··· DATA SHOWN ···
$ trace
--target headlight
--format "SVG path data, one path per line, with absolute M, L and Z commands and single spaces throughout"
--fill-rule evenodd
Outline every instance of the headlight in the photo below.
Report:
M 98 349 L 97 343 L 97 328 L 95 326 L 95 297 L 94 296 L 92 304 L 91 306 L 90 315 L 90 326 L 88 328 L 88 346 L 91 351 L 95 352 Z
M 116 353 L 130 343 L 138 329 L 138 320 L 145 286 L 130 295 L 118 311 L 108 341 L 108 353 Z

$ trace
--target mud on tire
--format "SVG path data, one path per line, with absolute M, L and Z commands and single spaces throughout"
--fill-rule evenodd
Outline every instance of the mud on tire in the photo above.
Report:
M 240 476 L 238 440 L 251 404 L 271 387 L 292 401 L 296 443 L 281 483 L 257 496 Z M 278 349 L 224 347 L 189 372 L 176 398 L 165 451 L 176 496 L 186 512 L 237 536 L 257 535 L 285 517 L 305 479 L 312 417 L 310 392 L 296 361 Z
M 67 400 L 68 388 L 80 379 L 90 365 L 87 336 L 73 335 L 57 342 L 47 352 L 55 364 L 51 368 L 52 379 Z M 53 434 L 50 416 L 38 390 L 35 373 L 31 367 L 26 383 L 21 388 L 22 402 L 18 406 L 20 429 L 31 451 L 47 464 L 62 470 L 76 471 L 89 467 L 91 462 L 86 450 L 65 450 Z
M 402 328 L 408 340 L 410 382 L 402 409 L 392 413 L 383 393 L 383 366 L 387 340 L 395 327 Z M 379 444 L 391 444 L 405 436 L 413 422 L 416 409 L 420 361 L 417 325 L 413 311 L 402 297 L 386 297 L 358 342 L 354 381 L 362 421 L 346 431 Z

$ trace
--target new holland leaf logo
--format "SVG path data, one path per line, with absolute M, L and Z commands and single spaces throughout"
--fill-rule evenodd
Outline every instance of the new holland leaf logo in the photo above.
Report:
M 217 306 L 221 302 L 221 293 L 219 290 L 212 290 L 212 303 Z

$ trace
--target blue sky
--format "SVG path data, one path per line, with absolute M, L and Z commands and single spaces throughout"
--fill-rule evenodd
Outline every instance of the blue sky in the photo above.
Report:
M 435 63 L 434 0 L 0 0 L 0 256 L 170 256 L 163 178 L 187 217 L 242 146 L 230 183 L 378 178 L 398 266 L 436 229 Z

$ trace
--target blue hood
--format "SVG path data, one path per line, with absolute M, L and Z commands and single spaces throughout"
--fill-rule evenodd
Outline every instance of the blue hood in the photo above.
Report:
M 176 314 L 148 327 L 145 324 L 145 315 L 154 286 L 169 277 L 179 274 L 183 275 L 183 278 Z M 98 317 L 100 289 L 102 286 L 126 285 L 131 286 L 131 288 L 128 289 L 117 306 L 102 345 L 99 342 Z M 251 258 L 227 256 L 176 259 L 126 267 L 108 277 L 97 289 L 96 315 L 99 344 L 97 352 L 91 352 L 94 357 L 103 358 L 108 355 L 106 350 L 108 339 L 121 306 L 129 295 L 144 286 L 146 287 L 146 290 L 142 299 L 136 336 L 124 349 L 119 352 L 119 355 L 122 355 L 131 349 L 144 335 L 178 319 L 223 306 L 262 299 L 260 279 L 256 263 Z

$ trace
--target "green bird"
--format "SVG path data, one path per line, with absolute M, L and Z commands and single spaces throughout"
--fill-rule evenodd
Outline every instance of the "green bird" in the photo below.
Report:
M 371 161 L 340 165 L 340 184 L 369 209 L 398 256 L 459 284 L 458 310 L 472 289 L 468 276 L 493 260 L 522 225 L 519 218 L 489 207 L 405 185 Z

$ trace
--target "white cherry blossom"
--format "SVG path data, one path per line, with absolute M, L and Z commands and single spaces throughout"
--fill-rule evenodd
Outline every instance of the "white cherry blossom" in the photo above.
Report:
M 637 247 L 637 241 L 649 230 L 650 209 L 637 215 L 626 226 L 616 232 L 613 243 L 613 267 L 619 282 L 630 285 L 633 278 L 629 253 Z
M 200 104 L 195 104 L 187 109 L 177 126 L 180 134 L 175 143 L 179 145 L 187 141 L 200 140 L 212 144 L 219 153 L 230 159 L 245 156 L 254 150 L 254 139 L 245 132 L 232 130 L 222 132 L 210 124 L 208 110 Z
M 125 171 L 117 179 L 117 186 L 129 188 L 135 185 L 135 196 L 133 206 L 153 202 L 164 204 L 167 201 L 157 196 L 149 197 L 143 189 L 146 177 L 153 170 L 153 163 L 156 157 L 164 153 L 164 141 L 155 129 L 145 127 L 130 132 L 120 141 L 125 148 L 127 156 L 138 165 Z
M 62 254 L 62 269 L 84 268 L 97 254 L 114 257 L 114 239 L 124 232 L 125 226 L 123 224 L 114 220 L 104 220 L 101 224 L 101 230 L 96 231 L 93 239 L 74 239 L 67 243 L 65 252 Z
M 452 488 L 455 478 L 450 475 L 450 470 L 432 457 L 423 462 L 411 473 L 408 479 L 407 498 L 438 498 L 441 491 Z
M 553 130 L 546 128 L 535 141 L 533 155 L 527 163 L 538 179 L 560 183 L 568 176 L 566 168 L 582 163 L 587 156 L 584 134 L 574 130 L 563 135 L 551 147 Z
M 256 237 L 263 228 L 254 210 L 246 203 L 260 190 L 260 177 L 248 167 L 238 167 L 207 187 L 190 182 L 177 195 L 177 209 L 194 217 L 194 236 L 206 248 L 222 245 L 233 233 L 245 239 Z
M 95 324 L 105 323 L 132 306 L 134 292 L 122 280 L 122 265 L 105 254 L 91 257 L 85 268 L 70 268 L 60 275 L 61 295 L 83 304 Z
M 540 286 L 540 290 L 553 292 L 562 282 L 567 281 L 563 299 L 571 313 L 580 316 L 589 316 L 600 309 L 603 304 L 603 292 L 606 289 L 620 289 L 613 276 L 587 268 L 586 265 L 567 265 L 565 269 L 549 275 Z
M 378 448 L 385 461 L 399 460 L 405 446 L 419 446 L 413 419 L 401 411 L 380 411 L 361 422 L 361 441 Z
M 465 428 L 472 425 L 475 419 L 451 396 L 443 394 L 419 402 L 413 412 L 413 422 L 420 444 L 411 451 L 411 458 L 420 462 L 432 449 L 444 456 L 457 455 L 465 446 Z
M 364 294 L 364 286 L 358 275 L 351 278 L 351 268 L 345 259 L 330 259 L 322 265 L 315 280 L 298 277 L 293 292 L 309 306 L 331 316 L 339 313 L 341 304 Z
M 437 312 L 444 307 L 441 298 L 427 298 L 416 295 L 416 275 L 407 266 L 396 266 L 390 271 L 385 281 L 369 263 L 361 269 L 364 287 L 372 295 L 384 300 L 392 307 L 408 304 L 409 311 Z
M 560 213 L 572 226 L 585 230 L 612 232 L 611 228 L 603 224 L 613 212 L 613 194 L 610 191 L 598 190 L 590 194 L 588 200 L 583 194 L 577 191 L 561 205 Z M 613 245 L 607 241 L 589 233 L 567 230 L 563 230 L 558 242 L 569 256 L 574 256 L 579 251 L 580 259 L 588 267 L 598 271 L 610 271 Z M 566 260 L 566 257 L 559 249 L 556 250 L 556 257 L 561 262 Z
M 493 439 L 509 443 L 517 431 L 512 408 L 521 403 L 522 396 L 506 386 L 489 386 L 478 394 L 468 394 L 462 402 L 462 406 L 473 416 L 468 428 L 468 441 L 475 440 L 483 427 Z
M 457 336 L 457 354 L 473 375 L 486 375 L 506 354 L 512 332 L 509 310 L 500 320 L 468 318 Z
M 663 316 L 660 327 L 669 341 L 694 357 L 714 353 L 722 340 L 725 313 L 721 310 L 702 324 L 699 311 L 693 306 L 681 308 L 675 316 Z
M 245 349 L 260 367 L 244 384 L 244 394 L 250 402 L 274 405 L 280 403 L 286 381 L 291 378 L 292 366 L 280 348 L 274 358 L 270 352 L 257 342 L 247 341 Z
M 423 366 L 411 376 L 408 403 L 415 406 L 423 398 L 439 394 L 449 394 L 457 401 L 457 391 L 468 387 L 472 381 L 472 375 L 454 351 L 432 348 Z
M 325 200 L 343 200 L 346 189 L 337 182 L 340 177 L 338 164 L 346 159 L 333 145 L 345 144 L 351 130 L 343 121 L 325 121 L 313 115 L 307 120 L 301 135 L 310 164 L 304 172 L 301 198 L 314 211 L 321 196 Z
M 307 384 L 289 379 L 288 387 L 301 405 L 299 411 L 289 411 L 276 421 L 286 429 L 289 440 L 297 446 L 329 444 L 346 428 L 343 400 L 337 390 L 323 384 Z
···
WRITTEN EXERCISE
Extract each line of the data above that contains the word "bird".

REPLY
--target "green bird"
Outline every instance of the "green bird" in the photo below.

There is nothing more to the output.